# ДЗ 5. Feature Engineering, Feature Selection, part I

Продолжим работу с данными, которые были использованы в ДЗ2 и 3, продолжим решать задачу обнаружения мошеннических транзакций, что позволит получить полное решение задачи / полный пайплайн.

In [99]:
import numpy as np
import pandas as pd

from sklearn.metrics import roc_auc_score
from sklearn.model_selection import KFold 
from sklearn.model_selection import train_test_split 
from sklearn.preprocessing import LabelEncoder
import lightgbm as lgb

pd.options.display.max_columns = 450
import warnings
warnings.simplefilter("ignore")

**Подготовим данные**

In [None]:
data = pd.read_csv('./data/assignment_2_train.csv')
lb = pd.read_csv('./data/assignment_2_test.csv')

In [None]:
X_data = data.drop('isFraud', axis=1)
y_data = data['isFraud']
X_lb = lb.drop('isFraud', axis=1)

→ Фрагмент набора данных:
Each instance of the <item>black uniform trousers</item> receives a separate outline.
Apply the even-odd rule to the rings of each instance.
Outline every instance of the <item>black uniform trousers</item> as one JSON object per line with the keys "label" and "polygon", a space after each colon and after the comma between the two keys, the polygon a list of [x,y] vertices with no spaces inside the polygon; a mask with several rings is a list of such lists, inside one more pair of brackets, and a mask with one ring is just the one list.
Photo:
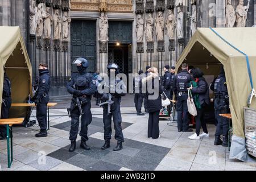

→ Задания:
1. Определите, согласуется ли с фрагментом документа каждое из утверждений: (a) работа ведется с данными, которые использовались в ДЗ2 и 3; (b) данные для переменной data читаются из файла assignment_2_test.csv; (c) столбец isFraud удаляется из признаков X_data. На каждое утверждение ответьте «да» или «нет» и дословно приведите решающие слова текста.
2. Процитируйте часть фрагмента документа без изменений, начиная со слов «from sklearn.metrics import» и продолжая до слов «data = pd.read_csv('./data/assignment_2_train.csv')» включительно.

→ Ответы к заданиям:
1.
(a) Да: «Продолжим работу с данными, которые были использованы в ДЗ2 и 3».
(b) Нет: «data = pd.read_csv('./data/assignment_2_train.csv')».
(c) Да: «X_data = data.drop('isFraud', axis=1)».

2.
from sklearn.metrics import roc_auc_score
from sklearn.model_selection import KFold 
from sklearn.model_selection import train_test_split 
from sklearn.preprocessing import LabelEncoder
import lightgbm as lgb

pd.options.display.max_columns = 450
import warnings
warnings.simplefilter("ignore")

**Подготовим данные**

In [None]:
data = pd.read_csv('./data/assignment_2_train.csv')